* Exercise aim *
What's needed is an exact copy of the lines from the one that contains "Study the picture above. For each instance of the sky, find" to the end of the data below, leaving the pictures out.

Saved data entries
◆ ◆ ◆ ◆ ◆
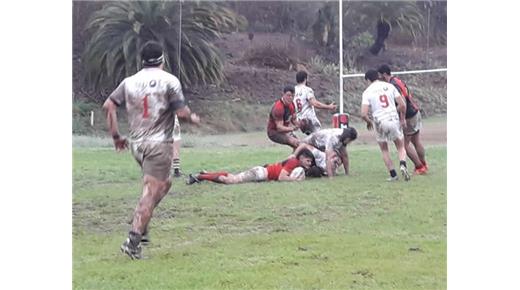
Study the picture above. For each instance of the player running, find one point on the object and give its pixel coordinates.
(380, 97)
(282, 120)
(279, 171)
(413, 122)
(333, 141)
(152, 98)
(305, 102)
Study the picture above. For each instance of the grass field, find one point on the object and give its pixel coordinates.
(356, 232)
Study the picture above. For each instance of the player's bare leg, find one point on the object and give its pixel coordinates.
(176, 164)
(419, 148)
(388, 161)
(412, 154)
(230, 179)
(153, 192)
(399, 143)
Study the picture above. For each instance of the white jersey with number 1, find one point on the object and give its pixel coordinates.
(304, 109)
(381, 98)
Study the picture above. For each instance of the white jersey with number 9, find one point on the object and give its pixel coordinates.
(381, 98)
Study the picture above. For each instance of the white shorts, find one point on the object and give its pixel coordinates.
(176, 130)
(309, 125)
(257, 173)
(388, 130)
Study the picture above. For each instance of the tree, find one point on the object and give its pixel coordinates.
(119, 30)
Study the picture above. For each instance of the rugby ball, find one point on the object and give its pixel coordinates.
(298, 173)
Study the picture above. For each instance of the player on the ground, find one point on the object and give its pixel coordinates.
(305, 102)
(380, 97)
(332, 141)
(413, 122)
(279, 171)
(320, 169)
(152, 98)
(282, 120)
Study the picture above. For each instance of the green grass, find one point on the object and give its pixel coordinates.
(356, 232)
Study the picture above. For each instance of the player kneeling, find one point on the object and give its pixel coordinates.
(281, 171)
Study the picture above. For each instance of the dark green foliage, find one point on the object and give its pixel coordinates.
(120, 28)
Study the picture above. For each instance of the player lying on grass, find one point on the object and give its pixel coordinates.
(333, 141)
(320, 169)
(277, 171)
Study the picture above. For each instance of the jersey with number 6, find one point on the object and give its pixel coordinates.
(152, 96)
(381, 98)
(304, 109)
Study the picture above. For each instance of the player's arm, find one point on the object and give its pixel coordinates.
(177, 103)
(186, 114)
(364, 116)
(110, 108)
(284, 176)
(317, 104)
(329, 163)
(280, 127)
(300, 148)
(115, 99)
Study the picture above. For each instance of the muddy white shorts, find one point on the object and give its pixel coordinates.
(388, 130)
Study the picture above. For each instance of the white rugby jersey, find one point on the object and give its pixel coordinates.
(152, 96)
(304, 109)
(325, 139)
(320, 158)
(381, 98)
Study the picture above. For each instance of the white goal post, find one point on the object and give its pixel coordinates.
(342, 76)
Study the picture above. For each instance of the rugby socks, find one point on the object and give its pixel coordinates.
(212, 176)
(135, 238)
(176, 165)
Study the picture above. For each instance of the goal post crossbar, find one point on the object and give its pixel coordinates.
(403, 72)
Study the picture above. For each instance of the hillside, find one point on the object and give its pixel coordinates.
(257, 70)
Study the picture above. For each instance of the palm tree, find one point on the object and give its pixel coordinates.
(120, 28)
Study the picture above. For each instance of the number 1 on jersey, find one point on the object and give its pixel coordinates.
(384, 101)
(145, 106)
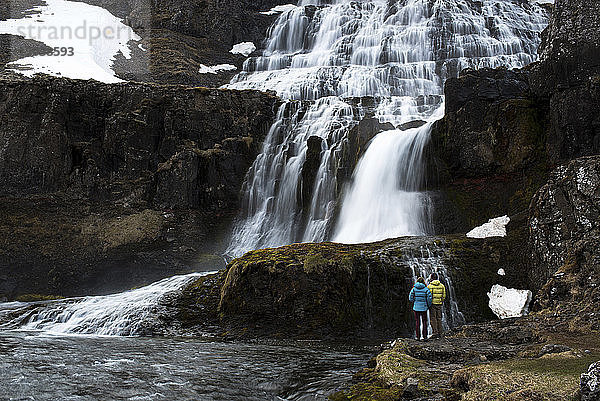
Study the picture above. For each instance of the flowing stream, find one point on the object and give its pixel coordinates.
(89, 349)
(338, 64)
(324, 55)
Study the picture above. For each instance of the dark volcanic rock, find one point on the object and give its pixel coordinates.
(567, 80)
(105, 187)
(565, 227)
(491, 126)
(336, 290)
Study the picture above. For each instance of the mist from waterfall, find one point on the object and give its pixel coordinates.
(325, 58)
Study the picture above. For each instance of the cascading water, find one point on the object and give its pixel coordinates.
(429, 261)
(122, 314)
(321, 56)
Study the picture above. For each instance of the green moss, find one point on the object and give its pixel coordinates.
(553, 377)
(368, 392)
(555, 365)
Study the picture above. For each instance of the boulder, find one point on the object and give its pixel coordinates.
(337, 290)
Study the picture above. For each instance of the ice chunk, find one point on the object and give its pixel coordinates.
(244, 48)
(279, 9)
(508, 302)
(215, 69)
(493, 228)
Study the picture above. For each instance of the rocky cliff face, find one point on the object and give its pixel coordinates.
(567, 80)
(123, 174)
(565, 227)
(504, 130)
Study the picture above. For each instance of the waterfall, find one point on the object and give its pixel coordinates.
(385, 199)
(430, 261)
(122, 314)
(322, 56)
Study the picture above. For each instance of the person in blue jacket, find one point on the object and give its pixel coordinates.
(422, 299)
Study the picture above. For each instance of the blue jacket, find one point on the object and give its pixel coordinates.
(421, 296)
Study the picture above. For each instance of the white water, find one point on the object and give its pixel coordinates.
(120, 314)
(427, 262)
(398, 52)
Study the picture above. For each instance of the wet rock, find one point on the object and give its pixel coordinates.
(411, 388)
(567, 79)
(310, 170)
(360, 290)
(590, 383)
(491, 126)
(565, 225)
(553, 349)
(79, 159)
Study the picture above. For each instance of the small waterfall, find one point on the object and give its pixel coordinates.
(385, 199)
(124, 314)
(321, 56)
(427, 262)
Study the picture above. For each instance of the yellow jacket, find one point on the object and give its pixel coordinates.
(438, 291)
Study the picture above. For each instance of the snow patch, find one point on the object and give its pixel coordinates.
(279, 9)
(493, 228)
(91, 35)
(244, 48)
(508, 302)
(215, 69)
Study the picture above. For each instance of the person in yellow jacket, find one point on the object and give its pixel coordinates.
(438, 292)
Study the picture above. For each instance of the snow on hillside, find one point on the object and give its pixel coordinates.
(493, 228)
(86, 39)
(508, 302)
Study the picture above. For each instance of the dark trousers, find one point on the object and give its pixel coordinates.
(421, 322)
(435, 314)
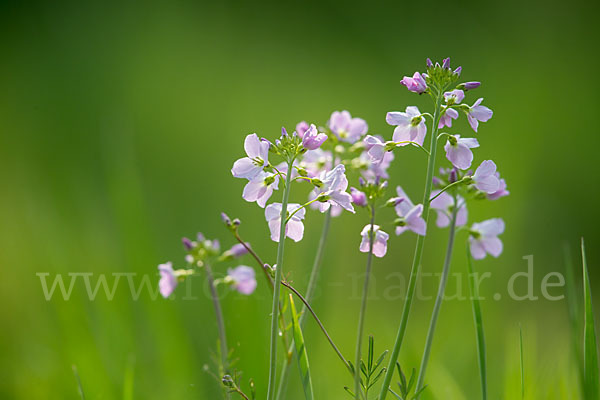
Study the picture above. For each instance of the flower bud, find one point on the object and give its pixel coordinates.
(187, 243)
(359, 198)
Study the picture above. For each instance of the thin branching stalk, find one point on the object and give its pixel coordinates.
(363, 307)
(414, 272)
(220, 321)
(312, 284)
(275, 309)
(438, 302)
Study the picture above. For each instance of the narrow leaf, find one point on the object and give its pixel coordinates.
(481, 351)
(590, 346)
(301, 355)
(522, 363)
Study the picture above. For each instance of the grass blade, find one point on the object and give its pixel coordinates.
(521, 359)
(481, 352)
(590, 347)
(301, 355)
(78, 383)
(129, 378)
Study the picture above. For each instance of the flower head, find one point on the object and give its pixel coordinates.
(294, 229)
(501, 192)
(485, 177)
(257, 151)
(478, 113)
(346, 128)
(444, 206)
(375, 148)
(261, 188)
(168, 280)
(458, 151)
(379, 240)
(410, 126)
(415, 84)
(358, 197)
(243, 279)
(302, 127)
(484, 238)
(312, 139)
(332, 190)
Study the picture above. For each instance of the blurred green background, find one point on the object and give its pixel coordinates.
(119, 123)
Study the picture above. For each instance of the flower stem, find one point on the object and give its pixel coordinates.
(438, 302)
(312, 283)
(276, 286)
(414, 272)
(220, 322)
(363, 308)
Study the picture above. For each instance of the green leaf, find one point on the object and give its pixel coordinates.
(590, 346)
(301, 355)
(522, 363)
(480, 336)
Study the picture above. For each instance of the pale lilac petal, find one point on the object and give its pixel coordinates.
(295, 229)
(168, 281)
(477, 249)
(492, 245)
(343, 199)
(245, 168)
(397, 118)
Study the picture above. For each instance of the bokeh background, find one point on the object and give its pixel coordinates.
(119, 123)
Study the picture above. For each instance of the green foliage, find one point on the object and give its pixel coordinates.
(301, 354)
(371, 372)
(590, 347)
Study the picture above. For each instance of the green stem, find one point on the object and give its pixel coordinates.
(474, 293)
(312, 284)
(220, 322)
(363, 308)
(276, 286)
(438, 303)
(414, 272)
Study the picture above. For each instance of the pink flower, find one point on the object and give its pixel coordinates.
(312, 139)
(316, 161)
(346, 128)
(294, 229)
(501, 192)
(478, 113)
(375, 148)
(484, 238)
(243, 278)
(455, 96)
(379, 243)
(302, 127)
(415, 84)
(359, 198)
(410, 126)
(333, 190)
(261, 188)
(258, 157)
(168, 280)
(444, 206)
(409, 214)
(485, 177)
(447, 117)
(458, 151)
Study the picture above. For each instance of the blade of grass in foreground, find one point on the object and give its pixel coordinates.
(301, 355)
(590, 349)
(128, 380)
(474, 292)
(78, 383)
(521, 359)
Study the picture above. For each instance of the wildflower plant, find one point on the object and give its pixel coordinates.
(343, 168)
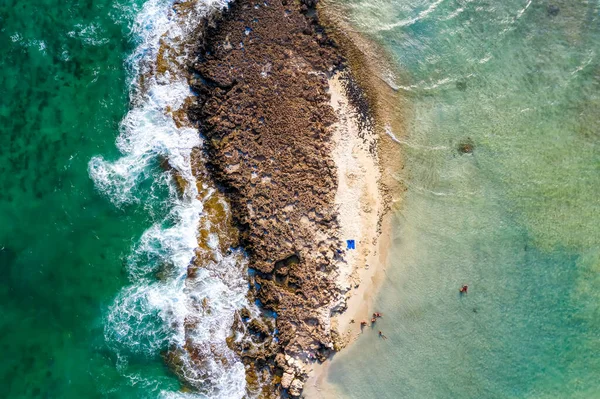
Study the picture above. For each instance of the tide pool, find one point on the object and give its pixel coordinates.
(516, 219)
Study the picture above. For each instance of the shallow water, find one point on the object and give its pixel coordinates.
(517, 219)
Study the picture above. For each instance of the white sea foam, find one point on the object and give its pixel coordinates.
(152, 315)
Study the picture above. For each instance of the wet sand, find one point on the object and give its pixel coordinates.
(364, 217)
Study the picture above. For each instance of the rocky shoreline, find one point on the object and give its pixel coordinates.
(262, 75)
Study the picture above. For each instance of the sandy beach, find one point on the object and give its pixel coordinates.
(362, 217)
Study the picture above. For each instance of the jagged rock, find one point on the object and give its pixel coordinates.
(296, 387)
(263, 107)
(286, 379)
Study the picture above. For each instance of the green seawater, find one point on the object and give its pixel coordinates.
(63, 91)
(518, 219)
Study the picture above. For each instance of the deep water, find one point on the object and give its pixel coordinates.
(517, 219)
(63, 246)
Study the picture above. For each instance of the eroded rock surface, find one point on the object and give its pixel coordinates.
(263, 106)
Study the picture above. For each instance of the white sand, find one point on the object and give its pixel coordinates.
(360, 205)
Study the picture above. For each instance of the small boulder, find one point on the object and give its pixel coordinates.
(286, 379)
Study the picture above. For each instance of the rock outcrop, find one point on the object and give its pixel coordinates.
(263, 106)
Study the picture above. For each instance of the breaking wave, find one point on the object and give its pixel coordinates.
(164, 308)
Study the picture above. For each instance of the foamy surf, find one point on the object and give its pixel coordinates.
(165, 310)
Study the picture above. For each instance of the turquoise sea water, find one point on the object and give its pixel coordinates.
(63, 245)
(85, 224)
(517, 220)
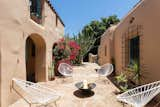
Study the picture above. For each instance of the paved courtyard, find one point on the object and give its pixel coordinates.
(102, 95)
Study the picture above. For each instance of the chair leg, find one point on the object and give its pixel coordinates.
(55, 104)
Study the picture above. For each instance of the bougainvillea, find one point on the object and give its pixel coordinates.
(67, 51)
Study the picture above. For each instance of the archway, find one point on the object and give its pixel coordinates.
(35, 53)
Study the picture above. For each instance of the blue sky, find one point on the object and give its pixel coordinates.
(77, 13)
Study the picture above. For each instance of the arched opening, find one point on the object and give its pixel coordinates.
(35, 53)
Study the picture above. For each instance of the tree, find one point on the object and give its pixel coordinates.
(89, 37)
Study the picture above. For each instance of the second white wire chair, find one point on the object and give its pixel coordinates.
(140, 96)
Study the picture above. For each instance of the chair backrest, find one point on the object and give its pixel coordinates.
(65, 69)
(141, 95)
(105, 69)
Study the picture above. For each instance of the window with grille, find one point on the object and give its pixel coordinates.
(134, 46)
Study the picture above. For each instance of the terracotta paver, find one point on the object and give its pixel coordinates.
(102, 95)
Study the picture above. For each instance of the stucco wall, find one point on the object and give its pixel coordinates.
(106, 48)
(15, 27)
(146, 15)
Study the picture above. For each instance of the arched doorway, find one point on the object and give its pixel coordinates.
(35, 54)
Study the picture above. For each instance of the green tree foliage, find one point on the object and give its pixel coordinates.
(89, 37)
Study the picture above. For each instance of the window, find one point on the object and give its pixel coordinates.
(134, 50)
(36, 10)
(35, 7)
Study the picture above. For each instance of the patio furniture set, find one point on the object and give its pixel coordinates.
(34, 93)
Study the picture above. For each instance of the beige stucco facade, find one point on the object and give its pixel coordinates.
(142, 21)
(16, 27)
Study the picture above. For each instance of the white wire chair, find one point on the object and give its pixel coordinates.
(105, 70)
(34, 93)
(140, 96)
(65, 69)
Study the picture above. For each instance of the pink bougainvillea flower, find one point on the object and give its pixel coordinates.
(62, 40)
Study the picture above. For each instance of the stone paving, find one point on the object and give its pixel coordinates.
(102, 95)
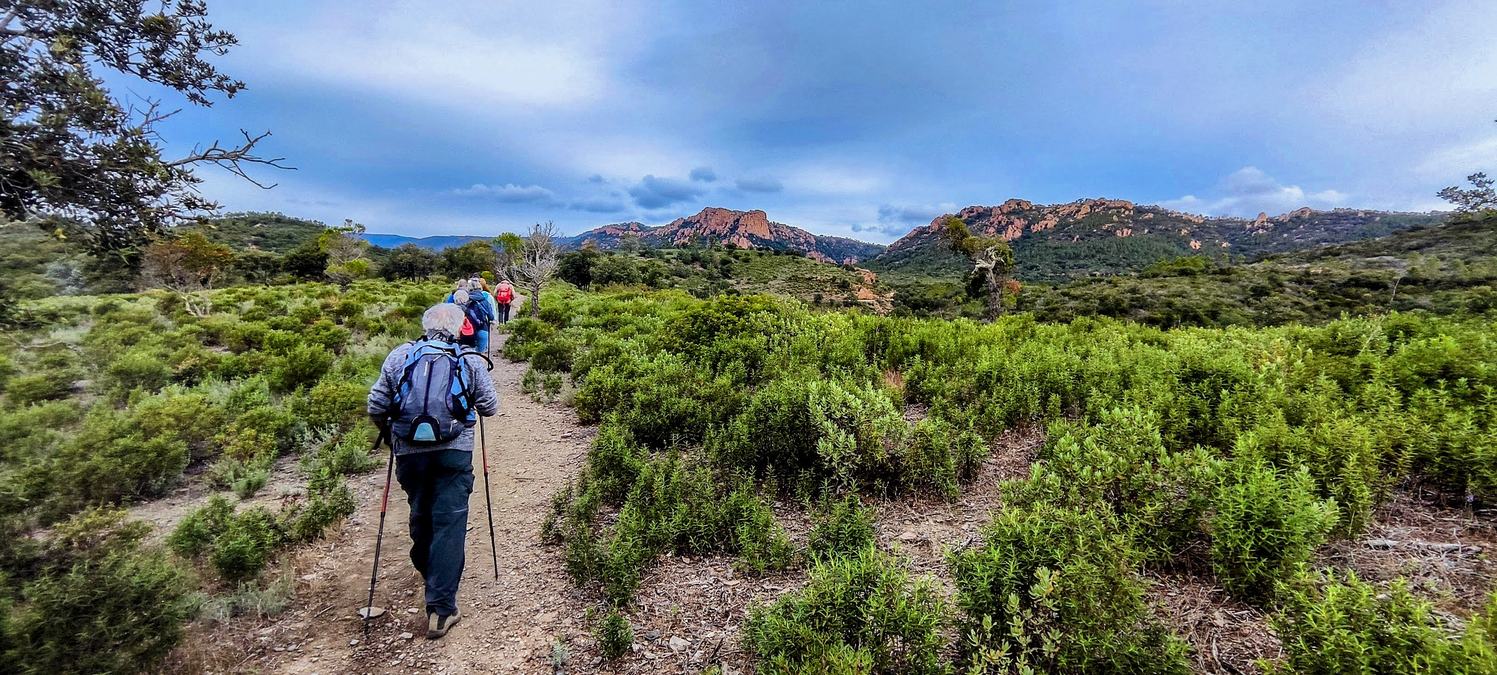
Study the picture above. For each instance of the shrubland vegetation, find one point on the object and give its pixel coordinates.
(116, 400)
(1232, 454)
(1442, 268)
(714, 270)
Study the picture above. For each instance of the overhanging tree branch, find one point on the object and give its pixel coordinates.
(232, 159)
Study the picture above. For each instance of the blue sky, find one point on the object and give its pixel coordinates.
(849, 118)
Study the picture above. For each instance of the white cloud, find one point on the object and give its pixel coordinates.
(508, 192)
(1249, 190)
(1428, 78)
(457, 54)
(759, 184)
(834, 178)
(654, 192)
(1452, 162)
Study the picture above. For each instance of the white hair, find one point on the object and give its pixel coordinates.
(445, 319)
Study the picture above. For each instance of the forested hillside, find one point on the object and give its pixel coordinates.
(1104, 237)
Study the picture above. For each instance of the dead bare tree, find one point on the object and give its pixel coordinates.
(187, 265)
(532, 261)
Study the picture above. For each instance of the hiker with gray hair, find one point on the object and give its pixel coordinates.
(425, 403)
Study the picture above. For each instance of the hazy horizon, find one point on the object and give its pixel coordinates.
(478, 117)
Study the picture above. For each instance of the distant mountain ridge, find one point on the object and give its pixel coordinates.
(1092, 237)
(433, 243)
(741, 229)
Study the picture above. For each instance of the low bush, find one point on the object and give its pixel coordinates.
(815, 431)
(196, 532)
(301, 367)
(939, 457)
(613, 633)
(39, 386)
(328, 502)
(345, 455)
(98, 602)
(110, 460)
(1044, 572)
(244, 478)
(1333, 624)
(1120, 464)
(139, 368)
(235, 544)
(336, 404)
(614, 461)
(860, 611)
(843, 527)
(756, 538)
(1267, 523)
(246, 544)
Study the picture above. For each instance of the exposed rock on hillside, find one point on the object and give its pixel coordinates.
(743, 229)
(1092, 237)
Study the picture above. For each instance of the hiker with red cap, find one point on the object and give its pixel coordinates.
(503, 295)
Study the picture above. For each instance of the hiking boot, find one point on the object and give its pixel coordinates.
(439, 626)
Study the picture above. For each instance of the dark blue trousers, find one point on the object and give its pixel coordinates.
(437, 485)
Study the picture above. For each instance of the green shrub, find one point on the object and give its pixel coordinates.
(660, 398)
(815, 430)
(336, 404)
(98, 602)
(614, 461)
(759, 539)
(1120, 464)
(345, 457)
(843, 527)
(196, 532)
(328, 502)
(237, 544)
(141, 368)
(613, 633)
(246, 544)
(244, 478)
(1050, 569)
(111, 460)
(939, 458)
(864, 603)
(274, 422)
(1267, 523)
(1340, 624)
(301, 367)
(526, 336)
(39, 386)
(187, 415)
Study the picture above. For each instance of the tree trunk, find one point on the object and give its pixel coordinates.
(994, 295)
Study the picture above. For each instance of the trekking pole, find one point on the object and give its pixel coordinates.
(379, 536)
(488, 502)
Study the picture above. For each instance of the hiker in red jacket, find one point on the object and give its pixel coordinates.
(503, 295)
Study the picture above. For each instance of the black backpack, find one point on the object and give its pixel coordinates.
(431, 398)
(478, 312)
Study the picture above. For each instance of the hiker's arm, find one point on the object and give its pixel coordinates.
(383, 391)
(485, 395)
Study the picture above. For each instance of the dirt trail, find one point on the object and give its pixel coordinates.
(508, 626)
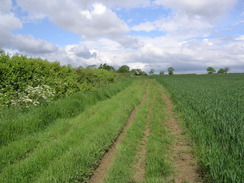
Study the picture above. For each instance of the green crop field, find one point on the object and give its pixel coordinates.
(67, 140)
(213, 108)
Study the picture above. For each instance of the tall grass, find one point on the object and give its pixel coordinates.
(70, 152)
(212, 106)
(156, 164)
(16, 124)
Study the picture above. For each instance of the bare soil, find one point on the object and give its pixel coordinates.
(105, 163)
(183, 161)
(141, 156)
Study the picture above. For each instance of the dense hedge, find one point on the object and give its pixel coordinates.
(27, 81)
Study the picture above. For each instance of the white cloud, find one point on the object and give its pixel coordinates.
(83, 51)
(205, 8)
(25, 43)
(29, 44)
(92, 21)
(5, 6)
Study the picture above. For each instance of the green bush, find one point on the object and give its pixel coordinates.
(19, 75)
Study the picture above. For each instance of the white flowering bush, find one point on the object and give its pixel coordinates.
(33, 96)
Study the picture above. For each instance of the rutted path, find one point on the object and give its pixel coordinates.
(183, 161)
(140, 165)
(100, 172)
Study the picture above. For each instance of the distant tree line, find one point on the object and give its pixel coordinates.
(224, 70)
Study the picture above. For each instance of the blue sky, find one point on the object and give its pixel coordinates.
(188, 35)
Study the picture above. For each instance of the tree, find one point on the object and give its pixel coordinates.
(211, 70)
(171, 70)
(124, 69)
(161, 73)
(226, 70)
(91, 66)
(221, 71)
(138, 72)
(151, 72)
(106, 67)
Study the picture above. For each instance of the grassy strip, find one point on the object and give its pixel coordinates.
(17, 124)
(211, 107)
(72, 156)
(158, 167)
(122, 169)
(22, 148)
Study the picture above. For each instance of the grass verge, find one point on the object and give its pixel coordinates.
(72, 156)
(16, 124)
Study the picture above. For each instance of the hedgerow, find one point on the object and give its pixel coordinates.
(30, 81)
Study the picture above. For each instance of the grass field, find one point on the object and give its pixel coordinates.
(65, 141)
(213, 108)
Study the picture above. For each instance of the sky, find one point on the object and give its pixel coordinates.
(189, 35)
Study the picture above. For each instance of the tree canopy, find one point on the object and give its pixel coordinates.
(106, 67)
(211, 70)
(171, 70)
(124, 69)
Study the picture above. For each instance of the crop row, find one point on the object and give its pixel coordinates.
(212, 107)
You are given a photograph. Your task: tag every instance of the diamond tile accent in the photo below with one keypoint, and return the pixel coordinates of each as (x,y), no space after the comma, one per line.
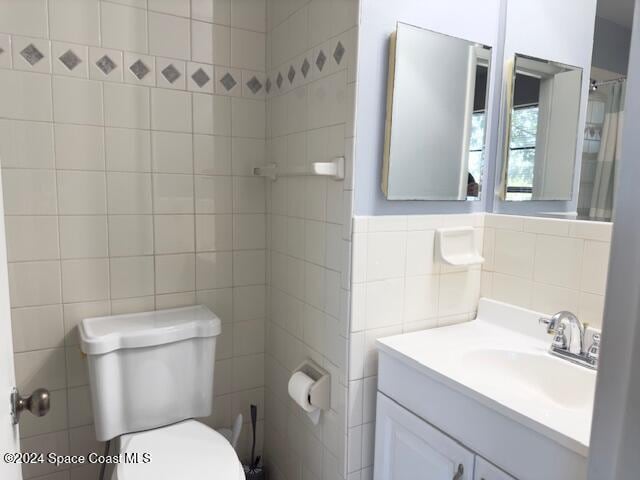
◆ ◆ ◆ ◆ ◆
* Result of this task *
Study the picture above. For each instance of the sky, find one point on the object and give its pixel coordinates.
(189, 35)
Study the picture above. For each instance of the tree canopy, find one point on the object and give its pixel coordinates.
(106, 67)
(211, 70)
(171, 70)
(124, 69)
Study the picture above. For each instance of the crop row, find one point on the object and give its pixel coordinates.
(212, 107)
You are given a photograph. Your task: tag every instance of the diamond tile accent in the photo below with one keypoint, and return the pixel coordinates of each as (x,y), no space after the comma, one per line.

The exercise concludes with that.